## Excerpt provided
------------------------------
Pearl Meyer also presented information comparing a large number of public companies, with revenues from $50 million to $200 million, whose compensation data were digested in compensation surveys. From this information Pearl Meyer presented market composite data that reflected the average of the peer group and the survey group. The Compensation Committee considered this information, in addition to the factors described above, when determining the compensation of our executives in fiscal 2008 in a manner consistent with the compensation philosophy discussed above.
 
Equity Grant Practices
 
The exercise price of each stock option awarded to our named executives and other employees under our equity incentive plans is the closing price of Digi stock on the date of grant, which, for executive officers, is scheduled for the date of the November meeting of the Compensation Committee at which equity awards for senior executives are determined, following the public announcement of our year-end results. Equity awards for other employees are generally made at the same time, although awards for new hires and for promotions and other performance-related awards are also made during the course of the year. Board and Committee meetings are generally scheduled several months in advance. Scheduling decisions are made without regard to anticipated earnings or other major announcements by us. We prohibit the repricing of stock options. Options awarded to our Chief Executive Officer and Chief Financial Officer have historically included a provision for accelerated vesting upon a change in control, and beginning in November 2007 that practice now extends to our other named executives.
------------------------------
## Exercise requirements
1. Format the rows from the line containing "Annotate the dark" through the end of the rows as a JSON list of strings, one string per line, skipping blank lines.
2. Pick up the executive compensation text after its last sentence and continue it.
------------------------------
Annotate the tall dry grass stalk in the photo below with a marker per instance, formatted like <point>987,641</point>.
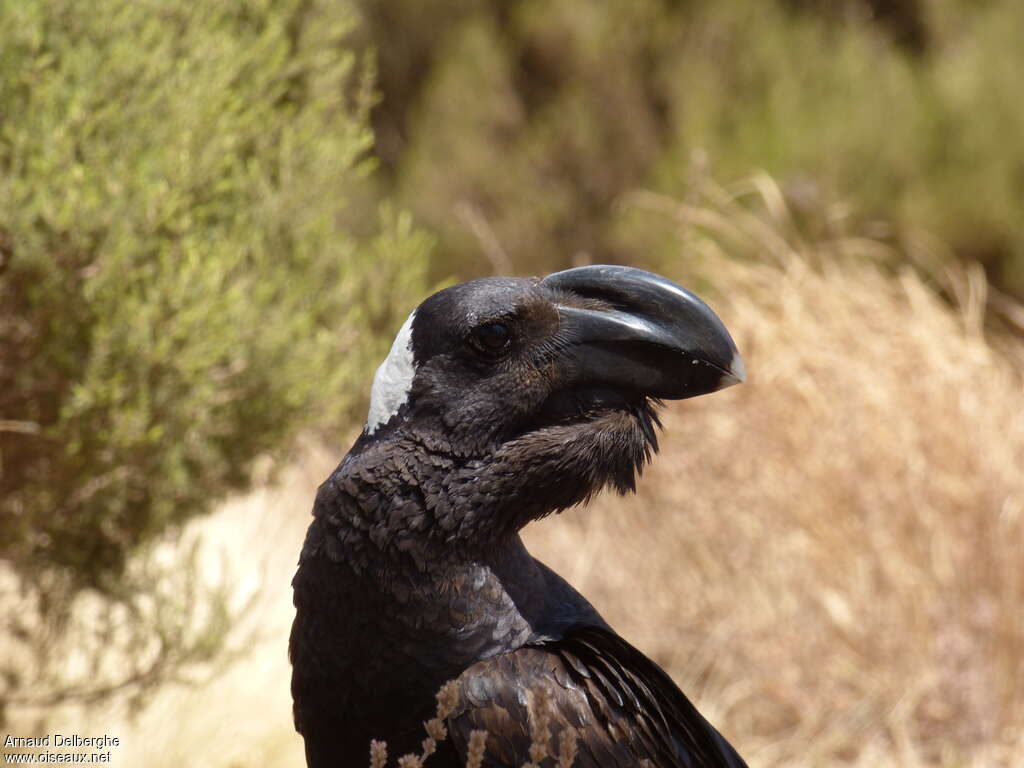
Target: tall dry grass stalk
<point>828,559</point>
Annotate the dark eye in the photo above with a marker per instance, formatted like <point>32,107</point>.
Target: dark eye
<point>493,337</point>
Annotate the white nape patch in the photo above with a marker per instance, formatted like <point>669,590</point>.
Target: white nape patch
<point>392,380</point>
------------------------------
## Responses by task
1.
[
  "Annotate the dark eye in the photo above with a marker per instance, formatted like <point>32,107</point>.",
  "Target: dark eye",
  "<point>493,337</point>",
  "Annotate the white nape patch in the photo above with a marker per instance, formatted like <point>669,590</point>.",
  "Target: white nape patch",
  "<point>392,380</point>"
]

2.
 
Management Participation
 
Members of executive management participate in the Compensation Committee’s meetings at the Committee’s request. Management’s role is to contribute input and analysis to the Committee’s discussions. Management does not participate in the final determination or recommendation of the amount or form of executive compensation, except that our Chief Executive Officer does participate in the final recommendation, but not determination, of the amount and form of compensation to be paid to the other named executives.
 
Use of Consultants
 
From time to time, as noted above, the Compensation Committee uses outside compensation consultants to assist it in analyzing our compensation programs and determining appropriate levels of compensation and benefits. The decision to retain consultants and, if so, which consultants to retain, is made solely by the Compensation Committee.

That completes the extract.